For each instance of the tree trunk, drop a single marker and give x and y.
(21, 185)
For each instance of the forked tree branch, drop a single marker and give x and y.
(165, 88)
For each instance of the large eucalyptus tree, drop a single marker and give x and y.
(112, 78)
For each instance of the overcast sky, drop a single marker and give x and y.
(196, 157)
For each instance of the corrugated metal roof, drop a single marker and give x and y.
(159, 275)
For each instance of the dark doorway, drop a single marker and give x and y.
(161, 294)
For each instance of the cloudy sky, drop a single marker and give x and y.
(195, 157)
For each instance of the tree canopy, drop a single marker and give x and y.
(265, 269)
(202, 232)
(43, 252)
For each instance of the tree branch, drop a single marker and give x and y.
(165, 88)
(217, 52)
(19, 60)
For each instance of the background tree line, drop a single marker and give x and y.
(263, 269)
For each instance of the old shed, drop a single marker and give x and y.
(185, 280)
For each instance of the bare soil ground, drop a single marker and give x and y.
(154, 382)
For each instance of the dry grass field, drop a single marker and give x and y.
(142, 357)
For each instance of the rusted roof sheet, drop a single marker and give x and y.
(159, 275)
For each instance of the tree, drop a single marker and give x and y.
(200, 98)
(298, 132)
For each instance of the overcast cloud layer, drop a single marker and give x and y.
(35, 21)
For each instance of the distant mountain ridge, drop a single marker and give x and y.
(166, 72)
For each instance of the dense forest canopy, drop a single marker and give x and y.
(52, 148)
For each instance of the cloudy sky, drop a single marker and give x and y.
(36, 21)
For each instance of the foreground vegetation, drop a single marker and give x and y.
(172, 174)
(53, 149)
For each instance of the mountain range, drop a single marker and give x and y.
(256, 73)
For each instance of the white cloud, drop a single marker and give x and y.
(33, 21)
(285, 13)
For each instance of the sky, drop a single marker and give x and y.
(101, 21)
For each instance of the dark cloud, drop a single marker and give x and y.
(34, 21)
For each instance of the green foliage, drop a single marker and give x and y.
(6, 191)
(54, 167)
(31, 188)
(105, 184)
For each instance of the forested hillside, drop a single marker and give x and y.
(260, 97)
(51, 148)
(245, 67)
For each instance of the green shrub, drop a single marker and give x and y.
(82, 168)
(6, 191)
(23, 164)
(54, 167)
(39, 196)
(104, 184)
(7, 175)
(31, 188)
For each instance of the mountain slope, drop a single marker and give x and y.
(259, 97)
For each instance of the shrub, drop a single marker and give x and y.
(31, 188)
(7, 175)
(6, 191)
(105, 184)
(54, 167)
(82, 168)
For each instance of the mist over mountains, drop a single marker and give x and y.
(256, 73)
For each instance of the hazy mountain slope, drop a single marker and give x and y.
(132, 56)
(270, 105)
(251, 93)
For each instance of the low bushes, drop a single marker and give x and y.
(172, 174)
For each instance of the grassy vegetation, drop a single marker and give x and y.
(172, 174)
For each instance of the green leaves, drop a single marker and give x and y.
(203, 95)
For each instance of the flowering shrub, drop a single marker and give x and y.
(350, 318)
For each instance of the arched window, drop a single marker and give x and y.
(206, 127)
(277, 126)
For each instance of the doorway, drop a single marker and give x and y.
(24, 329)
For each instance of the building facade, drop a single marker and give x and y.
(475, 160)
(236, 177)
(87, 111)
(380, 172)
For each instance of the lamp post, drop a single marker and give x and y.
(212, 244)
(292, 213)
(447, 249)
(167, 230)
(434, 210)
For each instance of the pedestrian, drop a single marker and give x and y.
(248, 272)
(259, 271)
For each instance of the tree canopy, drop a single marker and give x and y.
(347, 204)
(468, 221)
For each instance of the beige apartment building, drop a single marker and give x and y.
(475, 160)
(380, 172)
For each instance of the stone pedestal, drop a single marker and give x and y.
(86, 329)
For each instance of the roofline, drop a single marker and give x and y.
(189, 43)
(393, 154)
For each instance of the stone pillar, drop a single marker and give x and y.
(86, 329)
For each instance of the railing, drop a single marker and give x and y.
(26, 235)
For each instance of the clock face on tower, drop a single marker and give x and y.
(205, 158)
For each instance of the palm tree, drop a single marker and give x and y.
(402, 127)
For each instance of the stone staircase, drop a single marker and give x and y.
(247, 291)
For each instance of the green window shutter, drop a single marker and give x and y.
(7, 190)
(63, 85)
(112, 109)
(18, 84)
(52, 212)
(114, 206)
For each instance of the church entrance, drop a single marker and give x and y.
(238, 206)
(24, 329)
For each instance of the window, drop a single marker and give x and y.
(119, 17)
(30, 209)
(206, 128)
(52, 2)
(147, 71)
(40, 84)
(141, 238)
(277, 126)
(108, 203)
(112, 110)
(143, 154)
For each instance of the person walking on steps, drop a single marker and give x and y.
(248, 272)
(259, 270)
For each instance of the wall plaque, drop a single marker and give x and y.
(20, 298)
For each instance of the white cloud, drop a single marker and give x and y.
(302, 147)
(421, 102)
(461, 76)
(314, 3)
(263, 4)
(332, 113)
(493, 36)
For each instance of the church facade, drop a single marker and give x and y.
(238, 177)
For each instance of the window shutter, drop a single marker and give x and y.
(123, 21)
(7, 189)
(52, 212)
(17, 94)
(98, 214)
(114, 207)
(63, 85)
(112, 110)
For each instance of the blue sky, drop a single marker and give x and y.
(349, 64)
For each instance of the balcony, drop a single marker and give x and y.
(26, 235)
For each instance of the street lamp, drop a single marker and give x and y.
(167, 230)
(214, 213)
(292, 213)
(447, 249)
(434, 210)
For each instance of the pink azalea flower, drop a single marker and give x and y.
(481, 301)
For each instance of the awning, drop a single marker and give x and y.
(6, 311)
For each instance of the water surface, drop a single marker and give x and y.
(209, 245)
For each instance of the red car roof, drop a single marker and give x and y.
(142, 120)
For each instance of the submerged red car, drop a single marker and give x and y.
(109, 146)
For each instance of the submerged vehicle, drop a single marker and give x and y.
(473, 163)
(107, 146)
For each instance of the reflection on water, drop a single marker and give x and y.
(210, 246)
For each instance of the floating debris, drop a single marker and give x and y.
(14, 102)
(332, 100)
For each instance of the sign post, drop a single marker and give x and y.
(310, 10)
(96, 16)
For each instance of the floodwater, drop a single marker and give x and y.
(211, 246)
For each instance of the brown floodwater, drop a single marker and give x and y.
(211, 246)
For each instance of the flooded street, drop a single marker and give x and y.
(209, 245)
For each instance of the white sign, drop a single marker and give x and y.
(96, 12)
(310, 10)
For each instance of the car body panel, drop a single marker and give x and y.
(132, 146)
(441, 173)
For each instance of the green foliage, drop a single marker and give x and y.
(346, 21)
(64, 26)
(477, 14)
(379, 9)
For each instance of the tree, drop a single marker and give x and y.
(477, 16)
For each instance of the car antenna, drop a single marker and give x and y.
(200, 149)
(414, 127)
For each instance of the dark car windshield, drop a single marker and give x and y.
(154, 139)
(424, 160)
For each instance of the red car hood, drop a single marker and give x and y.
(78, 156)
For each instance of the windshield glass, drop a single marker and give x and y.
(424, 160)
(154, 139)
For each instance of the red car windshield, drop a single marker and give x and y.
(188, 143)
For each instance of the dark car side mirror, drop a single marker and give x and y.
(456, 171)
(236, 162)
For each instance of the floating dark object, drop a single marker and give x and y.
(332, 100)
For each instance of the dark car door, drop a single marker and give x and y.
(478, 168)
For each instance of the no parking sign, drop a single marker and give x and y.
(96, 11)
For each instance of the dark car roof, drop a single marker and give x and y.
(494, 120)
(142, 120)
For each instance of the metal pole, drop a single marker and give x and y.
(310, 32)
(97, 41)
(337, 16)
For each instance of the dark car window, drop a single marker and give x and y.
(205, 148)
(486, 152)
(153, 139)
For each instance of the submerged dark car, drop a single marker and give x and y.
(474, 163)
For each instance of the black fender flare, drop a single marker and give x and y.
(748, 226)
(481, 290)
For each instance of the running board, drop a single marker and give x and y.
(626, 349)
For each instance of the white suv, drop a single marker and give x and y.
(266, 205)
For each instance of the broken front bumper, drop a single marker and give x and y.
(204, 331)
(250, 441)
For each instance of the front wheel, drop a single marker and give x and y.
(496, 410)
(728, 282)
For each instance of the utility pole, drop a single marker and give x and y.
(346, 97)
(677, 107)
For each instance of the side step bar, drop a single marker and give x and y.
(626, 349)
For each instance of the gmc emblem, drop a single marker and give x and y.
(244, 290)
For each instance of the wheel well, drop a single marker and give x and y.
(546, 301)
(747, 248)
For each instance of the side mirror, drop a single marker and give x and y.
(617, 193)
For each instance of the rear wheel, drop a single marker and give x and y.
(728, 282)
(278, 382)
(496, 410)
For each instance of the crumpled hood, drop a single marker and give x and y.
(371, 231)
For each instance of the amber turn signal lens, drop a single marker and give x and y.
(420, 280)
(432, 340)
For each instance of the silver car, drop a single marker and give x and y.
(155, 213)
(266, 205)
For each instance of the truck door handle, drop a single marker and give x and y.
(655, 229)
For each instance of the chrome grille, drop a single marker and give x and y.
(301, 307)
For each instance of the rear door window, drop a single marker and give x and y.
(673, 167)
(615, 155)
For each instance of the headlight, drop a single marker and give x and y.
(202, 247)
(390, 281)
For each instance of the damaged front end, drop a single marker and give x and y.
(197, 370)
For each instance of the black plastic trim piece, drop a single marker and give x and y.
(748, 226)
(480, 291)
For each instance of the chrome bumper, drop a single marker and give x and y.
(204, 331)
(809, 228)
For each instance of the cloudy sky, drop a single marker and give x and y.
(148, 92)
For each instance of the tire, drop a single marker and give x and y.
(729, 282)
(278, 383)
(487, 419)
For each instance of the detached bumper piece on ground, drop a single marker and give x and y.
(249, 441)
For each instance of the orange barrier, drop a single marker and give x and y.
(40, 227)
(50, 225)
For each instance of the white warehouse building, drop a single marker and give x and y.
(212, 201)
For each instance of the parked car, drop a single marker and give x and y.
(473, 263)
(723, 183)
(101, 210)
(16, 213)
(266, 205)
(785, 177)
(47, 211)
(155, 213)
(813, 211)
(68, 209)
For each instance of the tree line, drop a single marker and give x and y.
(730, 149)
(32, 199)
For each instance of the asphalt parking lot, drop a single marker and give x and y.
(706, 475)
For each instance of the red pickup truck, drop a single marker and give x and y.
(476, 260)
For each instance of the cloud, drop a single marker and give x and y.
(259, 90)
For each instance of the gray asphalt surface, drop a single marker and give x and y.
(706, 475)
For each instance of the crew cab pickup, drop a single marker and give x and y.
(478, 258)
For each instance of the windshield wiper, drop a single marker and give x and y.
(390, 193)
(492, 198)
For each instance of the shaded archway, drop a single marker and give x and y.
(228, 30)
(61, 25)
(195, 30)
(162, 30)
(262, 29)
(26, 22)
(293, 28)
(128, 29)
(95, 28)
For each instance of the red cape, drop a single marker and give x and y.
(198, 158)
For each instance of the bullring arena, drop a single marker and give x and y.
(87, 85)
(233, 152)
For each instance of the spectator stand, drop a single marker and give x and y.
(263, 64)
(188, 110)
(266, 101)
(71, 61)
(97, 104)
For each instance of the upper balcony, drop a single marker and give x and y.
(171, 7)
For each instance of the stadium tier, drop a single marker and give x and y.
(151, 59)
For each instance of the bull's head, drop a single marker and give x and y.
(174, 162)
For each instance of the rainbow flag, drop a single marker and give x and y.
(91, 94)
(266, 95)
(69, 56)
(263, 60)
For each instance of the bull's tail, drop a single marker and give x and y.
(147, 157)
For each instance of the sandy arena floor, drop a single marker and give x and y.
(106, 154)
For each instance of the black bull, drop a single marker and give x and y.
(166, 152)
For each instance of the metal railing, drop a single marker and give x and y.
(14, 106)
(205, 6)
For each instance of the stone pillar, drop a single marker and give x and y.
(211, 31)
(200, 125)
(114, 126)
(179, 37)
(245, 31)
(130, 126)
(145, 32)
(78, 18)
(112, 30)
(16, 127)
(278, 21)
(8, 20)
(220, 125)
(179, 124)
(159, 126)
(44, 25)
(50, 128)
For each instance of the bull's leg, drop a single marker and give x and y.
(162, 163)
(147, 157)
------------------------------------
● **How to complete this task**: Go back to the data above and please quote exactly, and only, the lines from the line with "For each instance of the shaded" through its last line.

● **Reply**:
For each instance of the shaded archway, drop a single marker and give x and y.
(228, 30)
(61, 25)
(195, 30)
(162, 30)
(262, 29)
(26, 22)
(293, 28)
(128, 29)
(95, 28)
For each instance of the red cape, drop a single marker and give x and y.
(198, 158)
For each instance of the bullring arena, drop a single marker and give x and y.
(87, 85)
(233, 152)
For each instance of the spectator stand, drop a single marker and give x and y.
(263, 64)
(188, 110)
(266, 101)
(71, 61)
(97, 104)
For each instance of the upper balcony, drop a single marker and give x and y.
(171, 7)
For each instance of the stadium tier, drop a single marker and give x and y.
(151, 59)
For each instance of the bull's head, drop a single marker and give x and y.
(174, 162)
For each instance of the rainbow flag, drop a single marker and give x and y.
(91, 94)
(266, 95)
(69, 56)
(263, 60)
For each instance of the bull's tail, drop a single marker and give x and y.
(147, 157)
For each instance of the sandy arena floor, drop a single marker and give x and y.
(106, 154)
For each instance of the black bull, drop a single marker and give x and y.
(166, 152)
For each instance of the metal railing, drop a single marker and give x and y.
(14, 106)
(205, 6)
For each instance of the stone pillar, drop a single marker and give x and y.
(211, 31)
(200, 125)
(114, 126)
(179, 37)
(245, 31)
(130, 126)
(145, 32)
(78, 18)
(112, 30)
(16, 127)
(278, 21)
(8, 20)
(220, 125)
(179, 124)
(159, 126)
(44, 25)
(50, 128)
For each instance of the bull's leg, drop a single marker and give x and y.
(162, 163)
(147, 157)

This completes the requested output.